• [AUFGABEN]:
A. Übersetze den Satz „Eine Gesellschaft, die durch willkürliche Einschränkungen und unterdrückerische Gesetze behindert wird, wäre eine Gesellschaft auf Ton 2.“ aus dem Text über Dianetik und Krieg ins Englische.
B. Setze den Text über Dianetik und Krieg im Anschluss an seinen letzten Satz fort.

• [VORGEGEBENER TEXT]:
---
Die Dianetik und der Krieg

Die gesellschaftlichen Organismen, die wir Staaten und Natio­nen nennen, reagieren und verhalten sich in jeder Beziehung so, als wären sie individuelle Organismen. Die Kultur hat ihren analyti­schen Verstand – die kombinierte Vernunft und bewusste Empfindung ihrer Bürger im Allgemeinen und ihrer Künstler, Wissenschaftler und Staatsmänner im Besonderen. Die gesellschaftliche Standard-Gedächtnisbank besteht aus den Daten, die über Generationen zu­sammengetragen wurden. Der gesellschaftliche Organismus hat aber auch seinen reaktiven Verstand, der in den Vorurteilen und Irratio­nalitäten der gesamten Gruppe in Erscheinung tritt. Dieser reaktive Verstand bedient sich einer Engrammbank, in der vergangene schmerz­liche Erfahrungen liegen und die reaktive Handlungen auf gewissen Gebieten diktiert, sobald diese Erfahrungen in der Gesellschaft resti­muliert werden. Dies ist – allzu kurz hier – eine Analogie, die in der politischen Dianetik verwendet wird.

Der gesellschaftliche Organismus verhält sich in einer Art, die auf der Tonskala darstellbar ist; er hat seine Überlebensdynamik und seine Unterdrücker; er hat seine innere Unterdrückung auf­grund von Engrammen und seinen Drang nach potentiell unendli­cher Dauer. Kriminelle, Verräter und Fanatiker sind Beispiele für innere Engramme, die das Überlebenspotential auf der Tonskala hinunterdrücken.

Für jede gesellschaftliche Stufe gibt es eine exakte, auf die Tonskala bezogene Definition. Eine freie Gesellschaft, die in voll­ständiger Zusammenarbeit auf gemeinsame Ziele hinstrebt, wäre eine Gesellschaft auf Ton 4. Eine Gesellschaft, die durch willkürliche Einschränkungen und unterdrückerische Gesetze behindert wird, wäre eine Gesellschaft auf Ton 2. Eine Gesellschaft, die durch die Launen eines einzigen Mannes oder einiger weniger Männer verwal­tet und kommandiert wird, wäre eine Gesellschaft auf Ton 1. Eine Gesellschaft, die vom Geheimnis und Aberglauben irgendeiner my­stischen Gruppe gesteuert wird, wäre eine Gesellschaft auf Ton 0. Das jeweilige Überlebenspotential ist überall in der Geschichte sicht­bar. Jedes »goldene Zeitalter« befindet sich auf Ton 4. Unterdrückungspraktiken, individuelle Gier und falsche Beurteilungen im all­gemeinen beeinträchtigen die Gesellschaft dadurch, dass unzufriede­ne Elemente in sie eingeführt werden. Um mit ihnen zurechtzukom­men, wurde in der Vergangenheit noch mehr Unterdrückung ver­wendet. Das Überleben der Gesellschaft verminderte sich weiter. Durch noch mehr Unterdrückung entstanden neue Engramme, und so sanken die Chancen, langes Überleben zu erreichen, mit dem Ab­stieg auf der Tonskala. Mit dieser Verminderung des Potentials kam, als die unteren Zonen betreten wurden, der Schmerz.
---
(Dateneinträge)
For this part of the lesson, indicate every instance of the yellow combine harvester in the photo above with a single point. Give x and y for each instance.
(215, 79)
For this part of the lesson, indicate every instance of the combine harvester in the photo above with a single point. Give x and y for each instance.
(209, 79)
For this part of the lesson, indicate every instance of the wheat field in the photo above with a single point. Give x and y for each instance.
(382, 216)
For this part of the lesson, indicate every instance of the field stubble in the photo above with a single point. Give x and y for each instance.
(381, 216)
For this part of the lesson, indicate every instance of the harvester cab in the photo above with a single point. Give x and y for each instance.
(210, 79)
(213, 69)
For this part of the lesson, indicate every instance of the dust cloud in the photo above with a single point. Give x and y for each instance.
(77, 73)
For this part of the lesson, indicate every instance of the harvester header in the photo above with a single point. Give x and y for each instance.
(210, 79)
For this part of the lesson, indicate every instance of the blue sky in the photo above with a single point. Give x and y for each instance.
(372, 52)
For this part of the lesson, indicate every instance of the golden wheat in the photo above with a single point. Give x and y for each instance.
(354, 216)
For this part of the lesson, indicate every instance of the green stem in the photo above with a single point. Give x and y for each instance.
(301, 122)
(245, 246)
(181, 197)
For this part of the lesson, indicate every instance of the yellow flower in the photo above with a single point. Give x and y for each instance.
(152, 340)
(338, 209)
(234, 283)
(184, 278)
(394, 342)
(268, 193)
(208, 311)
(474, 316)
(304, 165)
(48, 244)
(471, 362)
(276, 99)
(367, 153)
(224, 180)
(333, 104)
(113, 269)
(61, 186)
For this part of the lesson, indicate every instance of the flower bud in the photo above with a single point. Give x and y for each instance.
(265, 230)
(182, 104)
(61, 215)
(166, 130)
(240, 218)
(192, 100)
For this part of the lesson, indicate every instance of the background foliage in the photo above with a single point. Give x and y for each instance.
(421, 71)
---
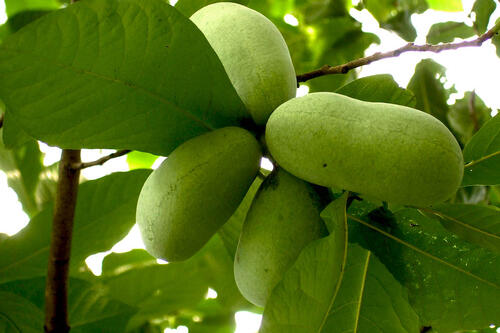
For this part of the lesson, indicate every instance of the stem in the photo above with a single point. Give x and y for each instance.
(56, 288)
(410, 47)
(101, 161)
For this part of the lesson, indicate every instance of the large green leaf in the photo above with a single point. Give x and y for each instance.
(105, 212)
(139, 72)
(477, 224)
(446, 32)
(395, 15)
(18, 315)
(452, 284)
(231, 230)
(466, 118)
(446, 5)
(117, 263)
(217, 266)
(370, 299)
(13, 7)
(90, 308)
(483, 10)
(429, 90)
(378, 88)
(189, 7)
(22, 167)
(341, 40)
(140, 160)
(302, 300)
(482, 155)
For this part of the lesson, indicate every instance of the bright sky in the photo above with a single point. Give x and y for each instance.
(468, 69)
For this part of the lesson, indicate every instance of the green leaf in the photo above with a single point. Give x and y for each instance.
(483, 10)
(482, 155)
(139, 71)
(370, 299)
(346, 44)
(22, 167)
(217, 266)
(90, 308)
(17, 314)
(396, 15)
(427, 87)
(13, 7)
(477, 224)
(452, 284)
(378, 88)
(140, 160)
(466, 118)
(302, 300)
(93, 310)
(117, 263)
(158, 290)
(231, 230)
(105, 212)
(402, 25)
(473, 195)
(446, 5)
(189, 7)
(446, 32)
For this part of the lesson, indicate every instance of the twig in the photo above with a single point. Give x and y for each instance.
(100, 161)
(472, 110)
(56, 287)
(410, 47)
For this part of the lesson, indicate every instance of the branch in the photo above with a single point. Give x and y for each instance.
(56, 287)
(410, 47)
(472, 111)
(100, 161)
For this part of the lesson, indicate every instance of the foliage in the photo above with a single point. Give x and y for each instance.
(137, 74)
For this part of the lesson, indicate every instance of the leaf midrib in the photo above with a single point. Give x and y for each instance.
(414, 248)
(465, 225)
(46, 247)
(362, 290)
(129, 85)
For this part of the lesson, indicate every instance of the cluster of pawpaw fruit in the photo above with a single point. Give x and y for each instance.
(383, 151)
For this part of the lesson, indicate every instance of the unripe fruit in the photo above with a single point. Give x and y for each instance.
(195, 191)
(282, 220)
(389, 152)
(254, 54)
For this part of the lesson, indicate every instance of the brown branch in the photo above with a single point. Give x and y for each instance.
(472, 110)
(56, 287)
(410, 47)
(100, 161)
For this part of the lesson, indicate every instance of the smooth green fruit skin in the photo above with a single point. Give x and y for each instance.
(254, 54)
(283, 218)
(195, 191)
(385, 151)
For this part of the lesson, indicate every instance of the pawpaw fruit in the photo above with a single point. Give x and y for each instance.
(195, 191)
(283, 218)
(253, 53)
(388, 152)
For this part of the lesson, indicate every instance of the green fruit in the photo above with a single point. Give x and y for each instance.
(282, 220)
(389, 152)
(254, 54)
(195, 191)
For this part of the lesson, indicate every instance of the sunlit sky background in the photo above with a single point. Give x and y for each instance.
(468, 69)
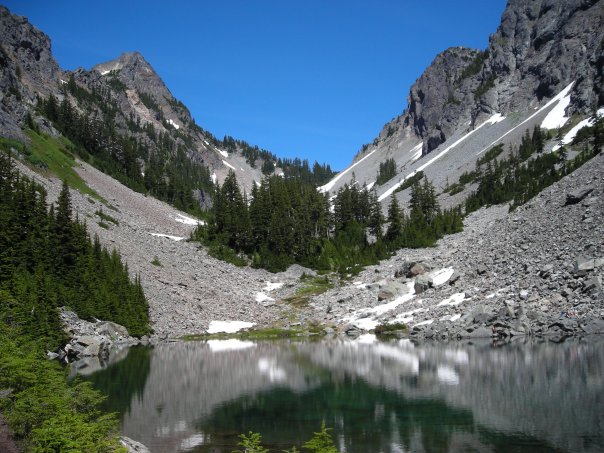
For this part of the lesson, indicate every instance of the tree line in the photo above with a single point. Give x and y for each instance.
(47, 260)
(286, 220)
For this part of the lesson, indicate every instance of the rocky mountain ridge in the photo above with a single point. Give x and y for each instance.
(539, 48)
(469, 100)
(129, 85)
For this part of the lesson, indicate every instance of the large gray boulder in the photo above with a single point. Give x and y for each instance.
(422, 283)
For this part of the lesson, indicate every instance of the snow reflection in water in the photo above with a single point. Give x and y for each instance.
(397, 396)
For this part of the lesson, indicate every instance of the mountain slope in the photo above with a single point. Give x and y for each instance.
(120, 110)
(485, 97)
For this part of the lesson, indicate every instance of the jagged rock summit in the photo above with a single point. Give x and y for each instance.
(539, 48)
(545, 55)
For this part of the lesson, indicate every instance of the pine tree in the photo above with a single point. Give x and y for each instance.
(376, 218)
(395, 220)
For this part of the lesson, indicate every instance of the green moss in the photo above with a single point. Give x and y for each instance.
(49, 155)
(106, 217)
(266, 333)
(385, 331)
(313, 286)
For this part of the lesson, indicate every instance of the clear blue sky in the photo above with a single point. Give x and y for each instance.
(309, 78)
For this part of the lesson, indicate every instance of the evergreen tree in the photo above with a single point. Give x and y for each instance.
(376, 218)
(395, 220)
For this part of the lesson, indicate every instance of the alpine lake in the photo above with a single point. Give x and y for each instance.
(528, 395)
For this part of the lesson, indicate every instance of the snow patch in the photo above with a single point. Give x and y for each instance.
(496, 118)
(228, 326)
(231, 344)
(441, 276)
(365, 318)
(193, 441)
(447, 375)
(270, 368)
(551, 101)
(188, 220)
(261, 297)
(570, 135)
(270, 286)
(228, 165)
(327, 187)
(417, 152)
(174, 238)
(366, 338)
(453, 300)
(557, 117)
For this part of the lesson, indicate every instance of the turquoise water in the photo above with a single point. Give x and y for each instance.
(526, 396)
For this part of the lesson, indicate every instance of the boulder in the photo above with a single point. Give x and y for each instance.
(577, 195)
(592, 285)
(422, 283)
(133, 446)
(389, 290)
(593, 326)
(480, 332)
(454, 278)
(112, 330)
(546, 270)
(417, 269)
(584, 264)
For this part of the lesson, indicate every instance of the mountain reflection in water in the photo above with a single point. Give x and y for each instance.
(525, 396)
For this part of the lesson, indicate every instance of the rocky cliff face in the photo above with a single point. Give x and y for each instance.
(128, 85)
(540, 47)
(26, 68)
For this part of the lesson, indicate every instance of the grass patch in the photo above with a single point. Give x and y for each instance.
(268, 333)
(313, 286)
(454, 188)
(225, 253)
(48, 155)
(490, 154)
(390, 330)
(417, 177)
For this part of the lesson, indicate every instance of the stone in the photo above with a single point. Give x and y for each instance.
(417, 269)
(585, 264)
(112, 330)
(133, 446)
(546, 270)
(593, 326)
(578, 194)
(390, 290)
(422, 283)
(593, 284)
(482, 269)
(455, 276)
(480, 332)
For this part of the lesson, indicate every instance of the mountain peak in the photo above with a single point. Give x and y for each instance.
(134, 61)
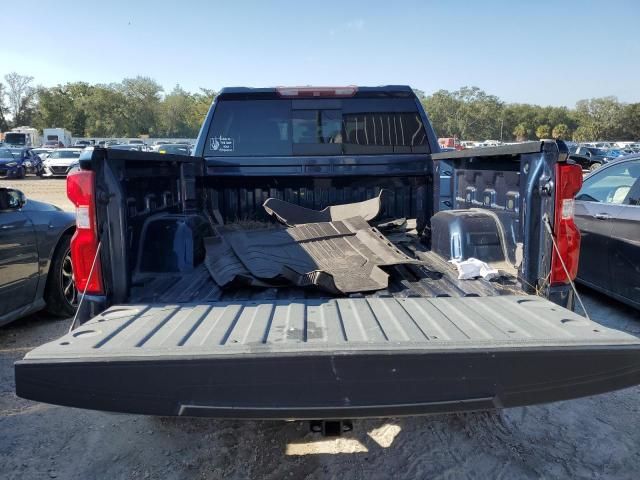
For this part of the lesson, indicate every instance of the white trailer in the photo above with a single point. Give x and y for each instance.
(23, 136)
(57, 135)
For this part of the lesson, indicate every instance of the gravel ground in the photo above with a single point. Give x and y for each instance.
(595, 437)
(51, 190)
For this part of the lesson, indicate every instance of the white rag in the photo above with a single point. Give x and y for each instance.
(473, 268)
---
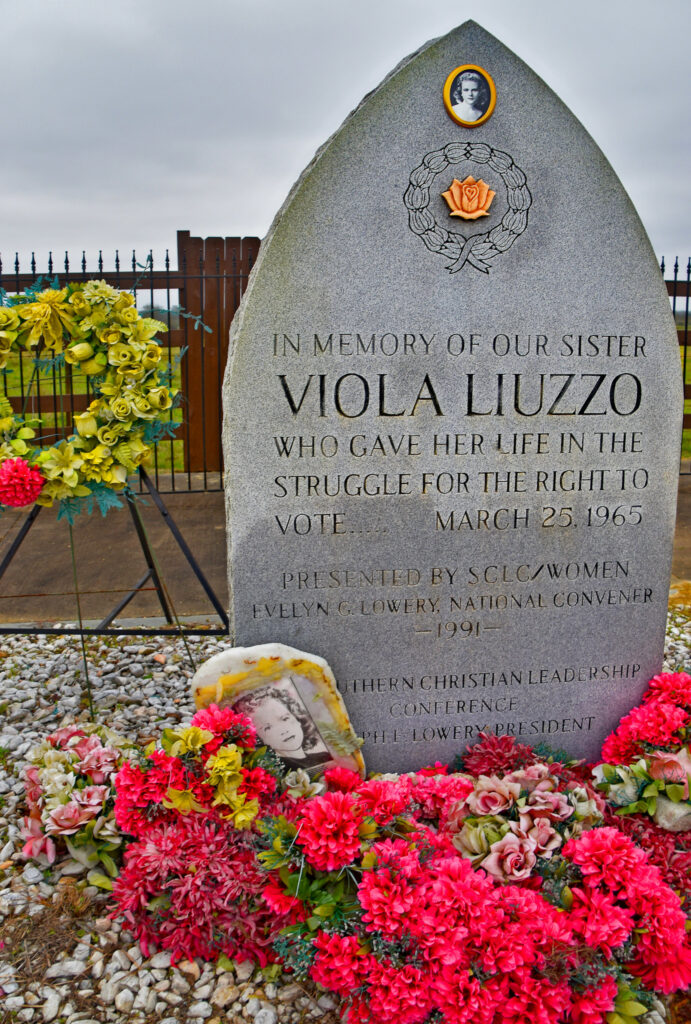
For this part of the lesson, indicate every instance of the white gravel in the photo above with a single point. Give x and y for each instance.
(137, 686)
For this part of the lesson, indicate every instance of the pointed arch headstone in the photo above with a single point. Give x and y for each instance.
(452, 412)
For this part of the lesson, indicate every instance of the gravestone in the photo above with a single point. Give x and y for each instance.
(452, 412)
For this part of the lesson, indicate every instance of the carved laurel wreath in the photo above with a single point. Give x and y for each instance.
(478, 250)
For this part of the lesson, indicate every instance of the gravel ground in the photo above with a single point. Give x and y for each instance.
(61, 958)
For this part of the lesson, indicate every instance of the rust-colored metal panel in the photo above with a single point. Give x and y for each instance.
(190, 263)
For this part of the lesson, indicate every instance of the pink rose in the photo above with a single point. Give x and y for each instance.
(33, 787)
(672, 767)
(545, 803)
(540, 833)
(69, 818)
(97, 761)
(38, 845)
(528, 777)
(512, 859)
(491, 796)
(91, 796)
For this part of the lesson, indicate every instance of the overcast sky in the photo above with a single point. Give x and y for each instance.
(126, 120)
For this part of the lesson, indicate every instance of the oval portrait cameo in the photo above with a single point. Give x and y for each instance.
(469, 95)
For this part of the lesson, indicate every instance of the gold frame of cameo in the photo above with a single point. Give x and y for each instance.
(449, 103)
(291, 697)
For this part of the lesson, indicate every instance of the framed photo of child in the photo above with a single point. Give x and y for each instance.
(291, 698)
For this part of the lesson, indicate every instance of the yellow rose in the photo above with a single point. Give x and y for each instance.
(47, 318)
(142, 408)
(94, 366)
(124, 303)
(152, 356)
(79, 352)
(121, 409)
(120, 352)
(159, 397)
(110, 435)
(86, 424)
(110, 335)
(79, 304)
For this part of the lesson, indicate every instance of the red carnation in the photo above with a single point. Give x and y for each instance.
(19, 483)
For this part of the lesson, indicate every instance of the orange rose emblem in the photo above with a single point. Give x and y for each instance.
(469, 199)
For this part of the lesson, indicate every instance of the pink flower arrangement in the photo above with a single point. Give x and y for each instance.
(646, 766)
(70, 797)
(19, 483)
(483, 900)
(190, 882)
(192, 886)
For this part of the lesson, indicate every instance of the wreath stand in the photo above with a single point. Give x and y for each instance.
---
• [ANTWORTEN]:
A. A society that is hampered by arbitrary restrictions and oppressive laws would be a society at tone 2.

B.
Gesellschaften steigen und fallen auf der Tonskala. Aber es gibt einen Gefahrenpunkt, unter den eine Gesellschaft nicht abfallen kann, ohne so zu reagieren, wie eine unterdrückte Einzelperson rea­gieren würde: die Gesellschaft erreicht eine Grenze und wird irrsin­nig. Dieser Punkt liegt um 2,0.

Die Auseinandersetzungen zwischen Gesellschaften und Natio­nen haben viele Gründe, die alle mehr oder weniger irrational sind. Es hat oft Zeiten gegeben, da eine Gesellschaft gezwungen war, eine andere, die weniger vernünftig war als sie, zu überwältigen. Mit jedem Zusammenstoss wurden jedoch neue Engramme geboren – so­wohl auf der internationalen Szene als auch in den Gesellschaften selbst.

Krieg ist Ton 1 in internationalem Massstab. Er ist nicht vernünftiger als ein einzelner Mensch, der in eine Irrenanstalt gebracht wird, weil er allgemein und chronisch Ton 1 erreicht hat, oder einge­sperrt wird, weil er, vorübergehend auf Ton 1, dieses oder jenes Ver­brechen begangen hat. Doch für Gesellschaften gibt es keine Gefäng­nisse, sondern bis jetzt nur den Tod; so sterben sie, und so sind sie gestorben.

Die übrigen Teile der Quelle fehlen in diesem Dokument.